TASK LIST
1: In the entries, update the part that opens with the line containing "Scan the image above for boy's teeth." and closes with the line containing "290;40;395;54", replacing "Scan" with "Search" and changing nothing else. Give back only those lines, leaving out the pictures.
2: Take the passage on supermassive black holes further, picking up from its final sentence.

SOURCE EXTRACT
__________________________________________________
Scientists are still trying to figure out exactly how supermassive black holes first started. They do know that once a black hole is in the middle of a galaxy, it can get bigger. It grows by pulling in gas, dust, and stars around it. It can also grow by crashing into and joining with other black holes.
We know how regular, smaller black holes form. These are made when very big stars die and collapse. But there's a big difference in size between these "star-sized" black holes and the supermassive ones.
Star-sized black holes are usually up to about 33 times the mass of the Sun. But the smallest supermassive black holes are at least 100,000 times the Sun's mass. This huge gap suggests that they might form in different ways.
Observations show that objects called quasars were much more common when the Universe was young. Quasars are very bright centers of galaxies, powered by growing supermassive black holes. Some supermassive black holes, billions of times heavier than the Sun, had already formed when the Universe was less than one billion years old. This means these giant black holes appeared very early in the Universe, inside the first huge galaxies.
__________________________________________________
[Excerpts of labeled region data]
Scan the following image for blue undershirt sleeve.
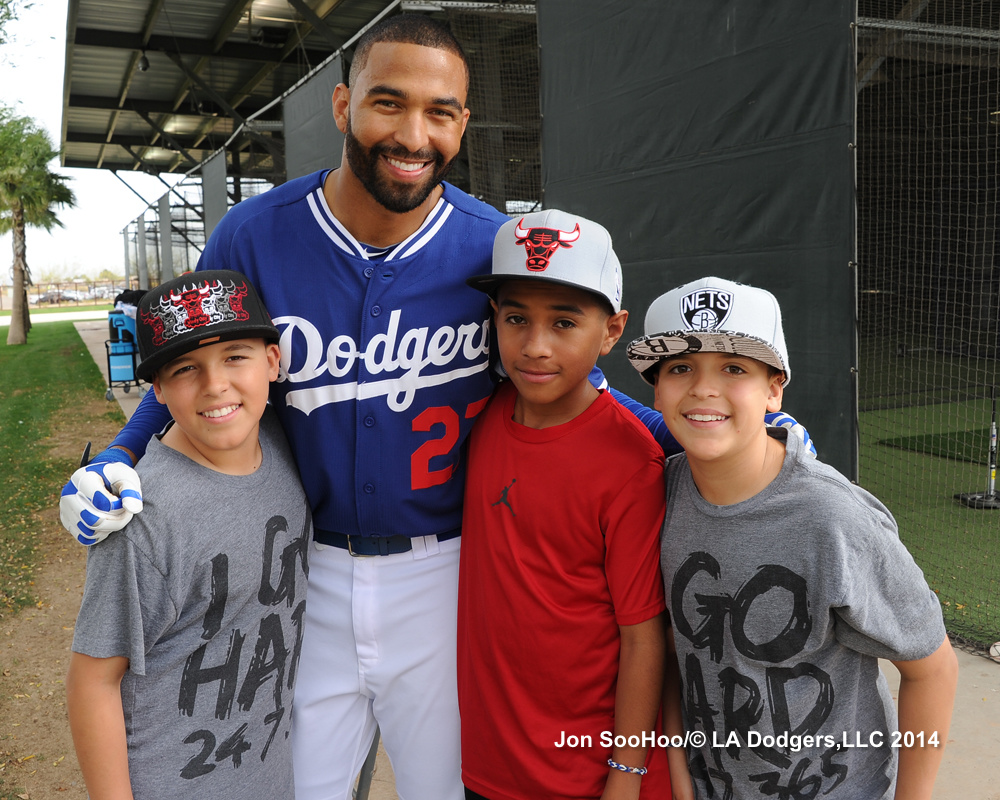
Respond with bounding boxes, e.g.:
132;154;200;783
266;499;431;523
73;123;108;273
590;367;683;456
108;391;170;461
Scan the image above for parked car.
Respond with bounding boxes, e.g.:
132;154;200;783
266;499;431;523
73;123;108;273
34;290;68;305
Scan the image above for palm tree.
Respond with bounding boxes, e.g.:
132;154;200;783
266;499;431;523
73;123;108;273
0;108;76;344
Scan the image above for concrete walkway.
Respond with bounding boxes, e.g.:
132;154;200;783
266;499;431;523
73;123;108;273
72;322;1000;800
0;310;108;328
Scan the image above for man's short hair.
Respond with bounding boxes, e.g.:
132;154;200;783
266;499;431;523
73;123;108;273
347;14;469;91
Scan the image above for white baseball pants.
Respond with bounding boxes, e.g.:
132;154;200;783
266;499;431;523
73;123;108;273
292;536;464;800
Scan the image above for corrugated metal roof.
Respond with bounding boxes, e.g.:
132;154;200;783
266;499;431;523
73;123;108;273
61;0;393;174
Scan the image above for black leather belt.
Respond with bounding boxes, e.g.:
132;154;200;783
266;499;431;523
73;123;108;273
313;528;462;556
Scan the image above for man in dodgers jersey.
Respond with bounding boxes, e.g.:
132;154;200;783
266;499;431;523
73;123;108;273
62;15;506;800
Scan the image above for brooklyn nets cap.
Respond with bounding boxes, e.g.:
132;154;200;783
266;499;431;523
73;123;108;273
626;278;792;385
135;269;280;381
466;209;622;313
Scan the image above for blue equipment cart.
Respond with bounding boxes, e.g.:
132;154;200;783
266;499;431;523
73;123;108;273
104;310;145;400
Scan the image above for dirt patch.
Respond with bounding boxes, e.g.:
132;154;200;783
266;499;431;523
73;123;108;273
42;398;125;466
0;509;87;800
0;398;124;800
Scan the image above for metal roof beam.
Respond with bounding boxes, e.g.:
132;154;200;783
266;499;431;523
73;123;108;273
69;94;267;119
288;0;346;50
97;0;166;167
139;112;198;167
75;28;336;62
66;131;218;150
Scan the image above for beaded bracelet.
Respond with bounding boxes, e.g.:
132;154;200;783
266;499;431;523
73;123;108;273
608;758;649;775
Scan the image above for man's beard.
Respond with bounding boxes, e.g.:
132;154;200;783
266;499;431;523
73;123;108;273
345;119;457;214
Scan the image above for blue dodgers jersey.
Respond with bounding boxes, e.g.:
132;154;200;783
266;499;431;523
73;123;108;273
199;171;506;536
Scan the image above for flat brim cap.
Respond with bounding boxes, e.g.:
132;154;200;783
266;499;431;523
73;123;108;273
466;208;622;314
135;269;280;381
626;278;792;386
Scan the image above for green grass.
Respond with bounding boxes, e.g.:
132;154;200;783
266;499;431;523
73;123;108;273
860;399;1000;646
0;300;113;318
878;428;990;464
0;322;124;615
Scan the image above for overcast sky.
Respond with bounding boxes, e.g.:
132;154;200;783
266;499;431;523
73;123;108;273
0;0;184;285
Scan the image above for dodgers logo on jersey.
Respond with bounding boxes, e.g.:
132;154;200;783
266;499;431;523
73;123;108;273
514;217;580;272
142;281;250;347
274;309;490;415
681;289;733;331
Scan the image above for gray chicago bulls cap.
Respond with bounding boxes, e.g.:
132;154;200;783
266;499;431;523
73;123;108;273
466;208;622;313
626;278;792;385
135;269;280;381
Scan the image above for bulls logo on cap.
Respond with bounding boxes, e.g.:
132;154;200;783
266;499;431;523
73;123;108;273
514;217;580;272
681;288;733;331
135;269;280;381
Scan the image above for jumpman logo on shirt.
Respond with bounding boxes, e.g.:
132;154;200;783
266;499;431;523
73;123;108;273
490;478;517;517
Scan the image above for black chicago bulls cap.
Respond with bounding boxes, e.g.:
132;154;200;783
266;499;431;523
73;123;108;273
466;208;622;313
135;269;280;381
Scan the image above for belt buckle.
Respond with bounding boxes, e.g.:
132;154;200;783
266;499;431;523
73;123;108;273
346;534;371;558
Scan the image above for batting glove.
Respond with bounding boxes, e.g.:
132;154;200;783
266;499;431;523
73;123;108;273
764;411;816;458
59;447;142;545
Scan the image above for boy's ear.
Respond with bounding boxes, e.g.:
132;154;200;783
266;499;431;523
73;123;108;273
601;309;628;356
767;372;785;414
265;342;281;383
153;370;167;406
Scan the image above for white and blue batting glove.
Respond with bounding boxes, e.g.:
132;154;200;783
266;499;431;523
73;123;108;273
764;411;816;458
59;445;142;545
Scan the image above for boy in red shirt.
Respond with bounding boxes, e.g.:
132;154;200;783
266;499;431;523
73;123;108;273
458;210;679;800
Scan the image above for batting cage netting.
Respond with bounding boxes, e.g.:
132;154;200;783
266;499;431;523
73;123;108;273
445;2;542;214
857;0;1000;648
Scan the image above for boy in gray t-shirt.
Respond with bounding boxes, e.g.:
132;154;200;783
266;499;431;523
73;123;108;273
628;278;958;800
66;270;312;800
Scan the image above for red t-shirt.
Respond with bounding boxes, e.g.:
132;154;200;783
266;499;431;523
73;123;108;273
458;383;670;800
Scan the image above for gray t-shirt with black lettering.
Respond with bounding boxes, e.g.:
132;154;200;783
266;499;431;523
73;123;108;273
661;429;945;800
73;408;312;800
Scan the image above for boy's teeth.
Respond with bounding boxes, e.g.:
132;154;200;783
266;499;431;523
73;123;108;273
389;158;424;172
201;405;239;419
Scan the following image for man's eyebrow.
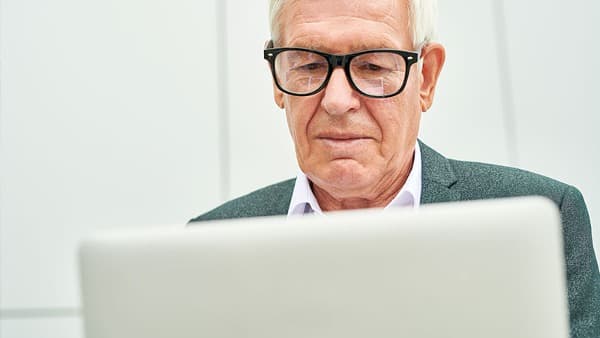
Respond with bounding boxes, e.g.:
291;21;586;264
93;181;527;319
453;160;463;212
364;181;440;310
290;40;395;54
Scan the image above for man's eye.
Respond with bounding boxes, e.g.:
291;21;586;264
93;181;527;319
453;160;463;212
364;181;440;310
296;62;326;72
361;63;384;72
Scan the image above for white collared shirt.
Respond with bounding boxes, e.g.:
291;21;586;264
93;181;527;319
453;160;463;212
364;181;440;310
288;142;422;217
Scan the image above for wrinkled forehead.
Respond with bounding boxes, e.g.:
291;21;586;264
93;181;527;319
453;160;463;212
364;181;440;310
279;0;409;48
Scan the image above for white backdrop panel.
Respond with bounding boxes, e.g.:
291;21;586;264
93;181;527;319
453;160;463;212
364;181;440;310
505;0;600;254
0;0;220;309
0;317;83;338
420;0;510;164
227;0;298;201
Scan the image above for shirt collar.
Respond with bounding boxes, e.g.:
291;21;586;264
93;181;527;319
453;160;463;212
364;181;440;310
288;142;422;217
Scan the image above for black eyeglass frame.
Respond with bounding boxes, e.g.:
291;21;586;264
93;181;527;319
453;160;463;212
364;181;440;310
264;41;420;99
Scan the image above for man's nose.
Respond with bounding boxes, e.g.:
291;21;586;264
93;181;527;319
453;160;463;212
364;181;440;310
321;68;360;115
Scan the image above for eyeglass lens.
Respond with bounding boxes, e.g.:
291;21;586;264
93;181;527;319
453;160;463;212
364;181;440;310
275;50;406;96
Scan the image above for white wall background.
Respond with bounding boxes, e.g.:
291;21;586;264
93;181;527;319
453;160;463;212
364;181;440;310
0;0;600;338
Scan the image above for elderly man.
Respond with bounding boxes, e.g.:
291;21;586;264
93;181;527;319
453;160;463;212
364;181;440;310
193;0;600;337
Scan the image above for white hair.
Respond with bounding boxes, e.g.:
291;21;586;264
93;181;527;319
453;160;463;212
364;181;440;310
269;0;437;48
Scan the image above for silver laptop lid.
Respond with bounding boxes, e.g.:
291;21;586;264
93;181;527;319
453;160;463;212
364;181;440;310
80;198;568;338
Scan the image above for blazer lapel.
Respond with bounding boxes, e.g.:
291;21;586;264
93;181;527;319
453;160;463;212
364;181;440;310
419;140;461;204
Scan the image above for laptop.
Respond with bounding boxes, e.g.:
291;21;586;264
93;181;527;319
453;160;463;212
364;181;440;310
80;197;568;338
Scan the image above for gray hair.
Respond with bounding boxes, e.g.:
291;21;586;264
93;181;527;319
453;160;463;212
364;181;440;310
269;0;437;48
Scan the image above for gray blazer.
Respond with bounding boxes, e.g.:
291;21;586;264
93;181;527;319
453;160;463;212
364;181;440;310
191;141;600;338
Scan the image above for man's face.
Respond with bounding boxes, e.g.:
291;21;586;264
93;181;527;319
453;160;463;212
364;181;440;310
275;0;440;206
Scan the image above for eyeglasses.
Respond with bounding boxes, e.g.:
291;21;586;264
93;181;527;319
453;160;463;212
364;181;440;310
264;41;419;98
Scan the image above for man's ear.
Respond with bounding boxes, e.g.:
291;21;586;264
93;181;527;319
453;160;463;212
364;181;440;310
273;82;285;109
419;43;446;112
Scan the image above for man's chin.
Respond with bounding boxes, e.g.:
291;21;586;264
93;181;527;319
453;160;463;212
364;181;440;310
308;158;374;198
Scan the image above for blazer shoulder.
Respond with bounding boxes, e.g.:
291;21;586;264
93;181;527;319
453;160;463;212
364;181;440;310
190;179;295;223
448;159;577;206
__________________________________________________
ANSWERS PROVIDED
1:
Search the image above for boy's teeth.
Respond with bounding boxes, e.g.:
132;154;200;783
266;499;431;523
73;123;108;273
389;158;424;172
201;405;239;419
Search the following image for man's eyebrow.
Respond with bounding boxes, e.g.:
291;21;586;264
93;181;527;319
453;160;463;212
364;181;440;310
290;40;395;54

2:
Our Milky Way's Supermassive Black Hole
Astronomers are very confident that our own Milky Way galaxy has a supermassive black hole at its center. It's about 26,000 light-years away from our Solar System. You can find it in the direction of the constellation Sagittarius. This area is called Sagittarius A* (pronounced "Sagittarius A-star").
Here's why scientists believe it's a black hole:
- One star, named S2, moves in an oval-shaped path around this central object. It takes 15.2 years to complete one orbit. At its closest point, it comes within 17 light hours of the center. That's about 120 times the distance from the Earth to the Sun!
- By watching how star S2 moves, scientists can figure out the mass of the object it's orbiting. They estimate it's about 4.1 million times the mass of our Sun.
- The central object must be much smaller than 17 light hours across. If it were bigger, star S2 would either crash into it or be torn apart by its strong gravity. Recent observations show its size is no more than 6.25 light hours, which is roughly the size of Uranus's orbit.
- Only a black hole is dense enough to pack 4.1 million times the Sun's mass into such a small space.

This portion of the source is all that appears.